▶ _Directions_: Please pick out and copy every line in the records below that contains the word "clicks". Case counts.

(Stored records)
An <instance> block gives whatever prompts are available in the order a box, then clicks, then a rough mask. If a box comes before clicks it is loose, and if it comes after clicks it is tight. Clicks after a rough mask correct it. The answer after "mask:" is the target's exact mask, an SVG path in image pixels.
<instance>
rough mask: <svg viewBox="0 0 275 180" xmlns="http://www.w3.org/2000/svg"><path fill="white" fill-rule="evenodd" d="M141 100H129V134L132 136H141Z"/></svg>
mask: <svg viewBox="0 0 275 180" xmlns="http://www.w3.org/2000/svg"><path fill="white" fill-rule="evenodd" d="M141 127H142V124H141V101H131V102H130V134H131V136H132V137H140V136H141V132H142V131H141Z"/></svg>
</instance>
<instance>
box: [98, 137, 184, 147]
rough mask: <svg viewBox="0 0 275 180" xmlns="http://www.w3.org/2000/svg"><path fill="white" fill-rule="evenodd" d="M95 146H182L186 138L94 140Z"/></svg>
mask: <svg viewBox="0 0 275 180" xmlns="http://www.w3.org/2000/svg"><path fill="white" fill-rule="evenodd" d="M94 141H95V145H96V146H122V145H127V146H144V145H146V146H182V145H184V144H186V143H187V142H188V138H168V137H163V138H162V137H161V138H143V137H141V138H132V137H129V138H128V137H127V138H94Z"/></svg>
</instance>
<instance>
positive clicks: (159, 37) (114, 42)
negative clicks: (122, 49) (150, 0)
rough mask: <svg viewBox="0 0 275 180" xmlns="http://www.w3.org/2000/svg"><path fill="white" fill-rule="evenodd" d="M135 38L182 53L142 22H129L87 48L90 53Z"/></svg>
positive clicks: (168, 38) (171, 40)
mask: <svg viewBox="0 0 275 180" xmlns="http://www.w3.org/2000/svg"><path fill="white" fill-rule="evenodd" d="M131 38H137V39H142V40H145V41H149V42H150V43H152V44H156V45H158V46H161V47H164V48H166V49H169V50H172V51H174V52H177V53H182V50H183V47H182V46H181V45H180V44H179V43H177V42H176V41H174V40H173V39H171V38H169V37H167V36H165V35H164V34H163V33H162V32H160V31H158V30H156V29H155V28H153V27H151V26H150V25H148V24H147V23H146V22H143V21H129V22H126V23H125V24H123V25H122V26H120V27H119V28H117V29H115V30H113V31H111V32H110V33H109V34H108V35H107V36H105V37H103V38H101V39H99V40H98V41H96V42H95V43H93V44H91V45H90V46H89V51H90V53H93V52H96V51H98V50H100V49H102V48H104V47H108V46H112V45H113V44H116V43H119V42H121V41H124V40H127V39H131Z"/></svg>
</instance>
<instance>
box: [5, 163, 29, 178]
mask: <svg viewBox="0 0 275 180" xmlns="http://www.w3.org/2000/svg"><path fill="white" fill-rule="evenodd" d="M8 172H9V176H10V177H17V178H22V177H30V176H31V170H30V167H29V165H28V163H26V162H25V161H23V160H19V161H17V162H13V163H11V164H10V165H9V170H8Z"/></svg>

▶ _Exercise output_:
An <instance> block gives whatever prompts are available in the order a box, then clicks, then a rough mask. If a box comes before clicks it is loose, and if it comes after clicks it is tight. Clicks after a rough mask correct it. The answer after "mask:" is the target's exact mask, an SVG path in image pixels.
positive clicks: (159, 37) (114, 42)
negative clicks: (122, 49) (150, 0)
positive clicks: (168, 38) (171, 40)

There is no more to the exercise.